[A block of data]
***

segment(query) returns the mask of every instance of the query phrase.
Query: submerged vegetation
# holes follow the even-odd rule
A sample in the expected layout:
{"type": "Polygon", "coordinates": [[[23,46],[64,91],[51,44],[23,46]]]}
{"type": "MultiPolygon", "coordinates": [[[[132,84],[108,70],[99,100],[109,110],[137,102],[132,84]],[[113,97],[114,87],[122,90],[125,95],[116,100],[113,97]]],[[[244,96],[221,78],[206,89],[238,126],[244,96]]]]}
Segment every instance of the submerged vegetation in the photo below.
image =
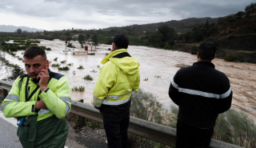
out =
{"type": "Polygon", "coordinates": [[[74,86],[72,88],[72,91],[79,91],[79,92],[84,92],[85,91],[85,86],[79,86],[78,87],[74,86]]]}
{"type": "Polygon", "coordinates": [[[87,74],[86,76],[85,76],[83,79],[93,81],[93,78],[91,78],[90,74],[87,74]]]}
{"type": "Polygon", "coordinates": [[[59,70],[69,70],[70,68],[68,66],[58,67],[59,70]]]}
{"type": "Polygon", "coordinates": [[[82,70],[82,69],[85,69],[82,65],[80,65],[78,67],[78,69],[79,69],[79,70],[82,70]]]}
{"type": "Polygon", "coordinates": [[[52,64],[50,66],[53,66],[53,67],[59,67],[61,66],[61,64],[52,64]]]}

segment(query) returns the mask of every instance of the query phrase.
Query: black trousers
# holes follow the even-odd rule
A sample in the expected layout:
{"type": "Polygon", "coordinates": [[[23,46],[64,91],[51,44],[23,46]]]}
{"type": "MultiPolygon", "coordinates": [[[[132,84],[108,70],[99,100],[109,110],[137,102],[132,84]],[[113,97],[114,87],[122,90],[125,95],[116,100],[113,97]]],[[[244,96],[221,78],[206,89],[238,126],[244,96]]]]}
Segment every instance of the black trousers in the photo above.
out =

***

▸ **DIRECTION**
Copy out all the entries exactly. Images stay out of the copy.

▸ **RESULT OF THE EXERCISE**
segment(query) returns the mask of every instance of the query phrase.
Query: submerged vegetation
# holes follow the even-odd rule
A sample in the expected layout:
{"type": "Polygon", "coordinates": [[[23,46],[64,91],[51,44],[23,46]]]}
{"type": "MultiPolygon", "coordinates": [[[[132,84],[108,70],[99,100],[109,110],[137,102],[132,84]],[[113,97],[114,87],[122,90],[125,95],[116,100],[113,97]]],[[[244,96],[221,78],[206,89],[238,126],[244,96]]]]}
Segment every instance of the submerged vegetation in the photo below.
image =
out =
{"type": "Polygon", "coordinates": [[[74,86],[72,88],[72,91],[79,91],[79,92],[84,92],[85,91],[85,86],[79,86],[78,87],[74,86]]]}
{"type": "Polygon", "coordinates": [[[87,74],[86,76],[85,76],[83,79],[93,81],[93,78],[91,78],[90,74],[87,74]]]}
{"type": "Polygon", "coordinates": [[[59,70],[69,70],[70,68],[68,66],[58,67],[59,70]]]}
{"type": "Polygon", "coordinates": [[[82,70],[82,69],[85,69],[82,65],[80,65],[78,67],[78,69],[79,69],[79,70],[82,70]]]}
{"type": "Polygon", "coordinates": [[[52,64],[50,66],[53,66],[53,67],[59,67],[61,66],[61,64],[52,64]]]}

segment(query) returns the mask of every instance of the query phrase.
Query: black trousers
# holes follow the even-odd rule
A sample in the expected layout:
{"type": "Polygon", "coordinates": [[[23,46],[64,91],[51,44],[23,46]]]}
{"type": "MultiPolygon", "coordinates": [[[[132,84],[108,70],[99,100],[109,110],[137,102],[132,84]],[[113,97],[114,87],[122,90],[125,95],[116,100],[113,97]]],[[[244,96],[221,78],[206,89],[238,126],[244,96]]]]}
Segment every instance of the black trousers in the photo above.
out =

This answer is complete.